> Source extract:
§ §

A machine learning pipeline for predicting student math performance using PISA (Programme for International Student Assessment) survey data across multiple years.
This group project was developed during the HI!CKATHON Hi! Paris hackathon. It predicts student math scores based on PISA international survey data covering 1.7 million students and 250+ variables. The pipeline handles data from three survey years (2015, 2018, 2022) with year-specific preprocessing and model training.
- Multi-year data processing (2015, 2018, 2022)
- Target encoding for country-level features with K-Fold cross-validation
- KNN imputation for age-related missing values
- Automated feature selection based on model importance
- Support for FLAML AutoML and manual hyperparameter tuning
- Feature importance analysis across years
├── src/
│ ├── config.py # Paths, constants, column definitions
│ ├── data_cleaning/
│ │ ├── cleaning.py # NaN handling, median/mode imputation
│ │ ├── imputers.py # KNN imputation, effort-grade imputation
│ │ ├── feature_engineering.py # Score aggregates, ESCS proxy, weighted averages
│ │ └── preprocessing.py # YearPreprocessor class, full pipeline
│ └── training/
│ ├── models.py # Model definitions (XGBoost, LightGBM)
│ └── train.py # Training loop, AutoML, evaluation
├── data/
│ ├── raw/ # Original CSV files
│ └── processed/ # Parquet files, preprocessors, top features
├── models/ # Saved model files (.pkl)
├── main_new.py # Entry point with CLI arguments
├── feature_selection.py # Feature importance analysis script
└── predict.py # Prediction script for test data
- Filter data by survey year
- Drop math-related features (to avoid data leakage)
- Binary encoding for categorical variables (ADMINMODE, OECD, gender)
- Target encoding for country (CNT) with smoothing
- KNN imputation for student age
- Median imputation for numeric columns, mode for categorical
- Feature engineering: score aggregates, ESCS socioeconomic proxy, weighted question averages
- Drop low-variance and timing columns
- Feature selection using top-N important features
- XGBoost Regressor (primary model)
- LightGBM Regressor
- FLAML AutoML (optional, searches across multiple estimators)
- RMSE (Root Mean Squared Error)
- R-squared score
- 80/20 train-validation split
- Python
- XGBoost / LightGBM
- Scikit-learn
- FLAML (AutoML)
- Pandas / NumPy

§ §

> Rows:
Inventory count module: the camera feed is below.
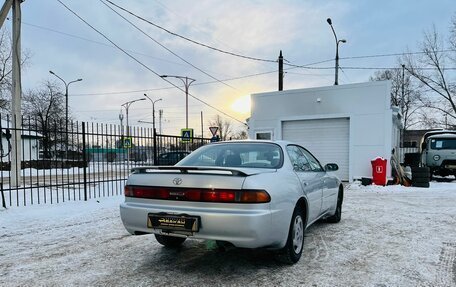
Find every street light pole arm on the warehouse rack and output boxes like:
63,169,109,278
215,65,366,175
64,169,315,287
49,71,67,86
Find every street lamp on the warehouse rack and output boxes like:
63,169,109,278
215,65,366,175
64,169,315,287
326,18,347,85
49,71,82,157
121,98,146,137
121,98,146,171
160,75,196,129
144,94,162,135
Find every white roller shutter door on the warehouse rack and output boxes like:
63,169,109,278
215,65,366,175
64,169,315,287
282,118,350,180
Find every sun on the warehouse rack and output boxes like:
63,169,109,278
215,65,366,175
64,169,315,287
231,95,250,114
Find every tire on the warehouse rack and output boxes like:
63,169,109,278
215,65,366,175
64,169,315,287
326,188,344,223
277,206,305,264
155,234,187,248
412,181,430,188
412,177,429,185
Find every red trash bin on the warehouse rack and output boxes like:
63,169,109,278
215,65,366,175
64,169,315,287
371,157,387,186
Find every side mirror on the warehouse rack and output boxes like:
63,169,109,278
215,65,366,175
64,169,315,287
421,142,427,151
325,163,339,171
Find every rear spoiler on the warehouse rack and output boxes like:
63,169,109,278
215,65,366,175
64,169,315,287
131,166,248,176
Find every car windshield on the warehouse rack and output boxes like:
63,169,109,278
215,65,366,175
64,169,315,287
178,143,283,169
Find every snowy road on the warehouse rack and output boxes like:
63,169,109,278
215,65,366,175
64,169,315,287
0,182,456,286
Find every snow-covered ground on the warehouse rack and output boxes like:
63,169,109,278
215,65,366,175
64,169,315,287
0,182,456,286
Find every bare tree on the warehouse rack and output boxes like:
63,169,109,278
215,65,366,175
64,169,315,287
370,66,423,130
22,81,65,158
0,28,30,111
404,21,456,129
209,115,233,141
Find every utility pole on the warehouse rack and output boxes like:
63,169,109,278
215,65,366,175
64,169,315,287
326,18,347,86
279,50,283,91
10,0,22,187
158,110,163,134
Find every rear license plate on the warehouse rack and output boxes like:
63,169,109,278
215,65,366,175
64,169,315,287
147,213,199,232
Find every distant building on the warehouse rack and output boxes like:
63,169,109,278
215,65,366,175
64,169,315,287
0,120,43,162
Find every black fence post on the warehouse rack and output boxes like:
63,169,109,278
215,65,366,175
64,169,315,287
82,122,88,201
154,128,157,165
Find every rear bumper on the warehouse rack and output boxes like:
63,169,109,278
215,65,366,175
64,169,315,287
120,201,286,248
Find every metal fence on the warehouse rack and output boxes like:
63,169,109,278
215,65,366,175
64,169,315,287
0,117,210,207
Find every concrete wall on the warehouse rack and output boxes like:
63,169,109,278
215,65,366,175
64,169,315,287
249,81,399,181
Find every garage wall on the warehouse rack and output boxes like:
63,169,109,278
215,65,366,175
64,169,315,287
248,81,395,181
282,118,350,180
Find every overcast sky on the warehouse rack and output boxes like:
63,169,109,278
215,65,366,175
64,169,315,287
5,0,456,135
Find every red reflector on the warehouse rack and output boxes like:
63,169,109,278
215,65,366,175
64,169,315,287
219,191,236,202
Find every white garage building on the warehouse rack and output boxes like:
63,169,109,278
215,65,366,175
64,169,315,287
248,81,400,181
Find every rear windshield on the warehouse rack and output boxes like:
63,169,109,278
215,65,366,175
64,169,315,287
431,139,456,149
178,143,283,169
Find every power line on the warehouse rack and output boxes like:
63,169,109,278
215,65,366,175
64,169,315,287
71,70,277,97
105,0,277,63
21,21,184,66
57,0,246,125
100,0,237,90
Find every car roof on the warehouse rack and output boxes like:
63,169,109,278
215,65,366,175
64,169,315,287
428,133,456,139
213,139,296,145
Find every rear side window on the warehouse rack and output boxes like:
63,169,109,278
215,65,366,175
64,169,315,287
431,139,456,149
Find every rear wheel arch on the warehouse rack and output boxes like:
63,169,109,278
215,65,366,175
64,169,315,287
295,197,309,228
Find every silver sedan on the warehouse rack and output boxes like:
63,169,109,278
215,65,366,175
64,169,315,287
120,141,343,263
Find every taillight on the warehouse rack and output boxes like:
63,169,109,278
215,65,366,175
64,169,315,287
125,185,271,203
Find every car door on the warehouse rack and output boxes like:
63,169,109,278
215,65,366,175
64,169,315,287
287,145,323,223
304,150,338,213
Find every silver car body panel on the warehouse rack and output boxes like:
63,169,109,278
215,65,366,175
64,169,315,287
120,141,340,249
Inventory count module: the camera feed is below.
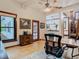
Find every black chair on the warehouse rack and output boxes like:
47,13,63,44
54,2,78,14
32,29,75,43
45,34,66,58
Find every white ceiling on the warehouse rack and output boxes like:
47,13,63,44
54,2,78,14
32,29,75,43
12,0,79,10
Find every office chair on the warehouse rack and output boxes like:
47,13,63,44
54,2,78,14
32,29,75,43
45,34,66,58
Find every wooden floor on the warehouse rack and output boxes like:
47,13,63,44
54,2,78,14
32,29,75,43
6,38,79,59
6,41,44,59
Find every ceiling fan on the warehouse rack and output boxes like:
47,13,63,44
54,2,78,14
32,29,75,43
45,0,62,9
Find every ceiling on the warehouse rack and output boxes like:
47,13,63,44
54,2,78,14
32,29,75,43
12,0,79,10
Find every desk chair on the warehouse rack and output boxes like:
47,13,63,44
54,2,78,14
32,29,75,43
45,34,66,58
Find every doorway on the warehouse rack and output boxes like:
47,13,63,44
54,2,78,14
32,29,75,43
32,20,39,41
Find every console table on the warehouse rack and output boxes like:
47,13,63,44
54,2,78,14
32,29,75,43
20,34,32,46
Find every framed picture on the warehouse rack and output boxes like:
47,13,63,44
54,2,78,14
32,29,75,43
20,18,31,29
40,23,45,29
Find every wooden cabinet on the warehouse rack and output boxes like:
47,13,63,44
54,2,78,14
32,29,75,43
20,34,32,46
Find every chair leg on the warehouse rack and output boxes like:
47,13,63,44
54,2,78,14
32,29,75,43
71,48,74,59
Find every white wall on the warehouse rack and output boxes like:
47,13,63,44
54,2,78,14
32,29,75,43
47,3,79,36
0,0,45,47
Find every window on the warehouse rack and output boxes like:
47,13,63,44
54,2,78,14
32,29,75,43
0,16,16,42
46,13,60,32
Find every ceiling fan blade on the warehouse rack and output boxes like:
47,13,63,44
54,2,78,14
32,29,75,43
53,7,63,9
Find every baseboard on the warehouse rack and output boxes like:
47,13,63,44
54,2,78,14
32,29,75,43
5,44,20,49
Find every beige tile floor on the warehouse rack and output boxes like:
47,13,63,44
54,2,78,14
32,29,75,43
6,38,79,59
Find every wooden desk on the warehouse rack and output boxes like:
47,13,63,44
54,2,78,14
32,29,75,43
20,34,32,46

§ §

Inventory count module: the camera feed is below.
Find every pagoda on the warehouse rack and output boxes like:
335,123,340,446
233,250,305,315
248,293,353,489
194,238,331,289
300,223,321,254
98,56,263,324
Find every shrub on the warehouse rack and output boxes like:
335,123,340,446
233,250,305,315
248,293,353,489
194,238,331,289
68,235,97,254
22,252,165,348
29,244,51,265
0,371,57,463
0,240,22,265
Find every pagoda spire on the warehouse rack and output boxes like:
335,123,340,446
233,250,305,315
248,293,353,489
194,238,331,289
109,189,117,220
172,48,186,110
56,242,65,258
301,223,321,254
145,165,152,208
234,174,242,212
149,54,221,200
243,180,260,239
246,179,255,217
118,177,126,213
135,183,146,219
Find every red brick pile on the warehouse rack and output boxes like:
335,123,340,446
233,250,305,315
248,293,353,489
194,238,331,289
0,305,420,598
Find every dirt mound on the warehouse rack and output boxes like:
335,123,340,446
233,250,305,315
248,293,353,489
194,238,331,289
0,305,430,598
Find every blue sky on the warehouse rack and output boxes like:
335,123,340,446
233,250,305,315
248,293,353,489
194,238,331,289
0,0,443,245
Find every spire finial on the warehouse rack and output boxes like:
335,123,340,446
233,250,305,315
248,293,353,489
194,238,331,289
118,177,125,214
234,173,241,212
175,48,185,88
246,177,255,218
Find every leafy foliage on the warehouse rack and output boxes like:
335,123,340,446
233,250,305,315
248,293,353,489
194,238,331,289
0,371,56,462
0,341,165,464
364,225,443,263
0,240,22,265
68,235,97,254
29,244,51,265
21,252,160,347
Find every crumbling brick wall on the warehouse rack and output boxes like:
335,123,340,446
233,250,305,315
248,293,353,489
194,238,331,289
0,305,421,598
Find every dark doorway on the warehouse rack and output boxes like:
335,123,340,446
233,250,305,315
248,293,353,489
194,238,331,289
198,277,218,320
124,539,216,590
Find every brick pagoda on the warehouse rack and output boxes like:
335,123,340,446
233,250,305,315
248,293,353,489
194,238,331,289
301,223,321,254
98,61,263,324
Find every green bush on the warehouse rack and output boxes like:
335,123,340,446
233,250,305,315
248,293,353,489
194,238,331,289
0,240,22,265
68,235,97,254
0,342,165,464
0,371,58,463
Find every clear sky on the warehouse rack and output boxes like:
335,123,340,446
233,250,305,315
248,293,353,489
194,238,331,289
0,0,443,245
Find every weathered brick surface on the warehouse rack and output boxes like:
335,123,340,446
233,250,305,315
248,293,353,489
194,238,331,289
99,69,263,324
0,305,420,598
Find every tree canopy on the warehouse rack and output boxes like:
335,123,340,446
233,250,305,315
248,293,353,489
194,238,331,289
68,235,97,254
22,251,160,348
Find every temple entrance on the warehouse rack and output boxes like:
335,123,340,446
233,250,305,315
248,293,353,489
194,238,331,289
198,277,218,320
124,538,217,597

§ §

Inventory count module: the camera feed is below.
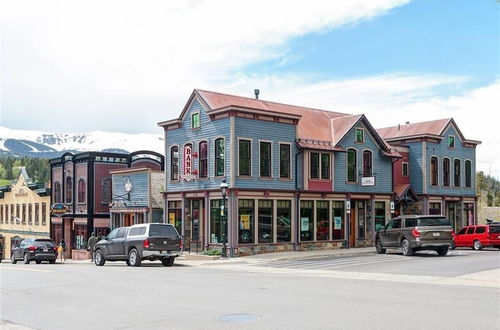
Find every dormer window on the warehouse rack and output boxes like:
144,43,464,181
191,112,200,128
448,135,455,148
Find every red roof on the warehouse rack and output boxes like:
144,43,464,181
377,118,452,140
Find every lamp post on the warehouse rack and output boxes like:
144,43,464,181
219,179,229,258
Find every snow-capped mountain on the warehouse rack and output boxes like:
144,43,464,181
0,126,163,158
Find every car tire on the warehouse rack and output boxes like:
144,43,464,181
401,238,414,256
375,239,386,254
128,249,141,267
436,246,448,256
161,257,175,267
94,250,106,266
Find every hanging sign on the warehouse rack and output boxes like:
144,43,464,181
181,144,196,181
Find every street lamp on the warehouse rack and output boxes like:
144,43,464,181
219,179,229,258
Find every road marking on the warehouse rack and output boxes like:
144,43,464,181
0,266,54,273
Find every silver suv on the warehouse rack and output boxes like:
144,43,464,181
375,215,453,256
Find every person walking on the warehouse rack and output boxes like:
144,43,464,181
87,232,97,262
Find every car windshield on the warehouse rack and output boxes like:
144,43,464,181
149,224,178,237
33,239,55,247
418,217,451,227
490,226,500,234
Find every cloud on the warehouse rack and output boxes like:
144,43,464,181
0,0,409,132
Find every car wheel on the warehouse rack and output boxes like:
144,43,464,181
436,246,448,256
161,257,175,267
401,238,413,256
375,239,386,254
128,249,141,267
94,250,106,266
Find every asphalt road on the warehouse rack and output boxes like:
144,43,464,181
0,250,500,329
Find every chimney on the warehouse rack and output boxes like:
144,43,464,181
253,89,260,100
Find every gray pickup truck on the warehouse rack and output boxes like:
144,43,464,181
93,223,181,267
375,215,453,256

§ §

> Written request:
Rewrite the passage of the PISA pipeline description starting at "A machine learning" and ending at "across multiple years.", substituting "math achievement" for "math performance".

> Result of the task:
A machine learning pipeline for predicting student math achievement using PISA (Programme for International Student Assessment) survey data across multiple years.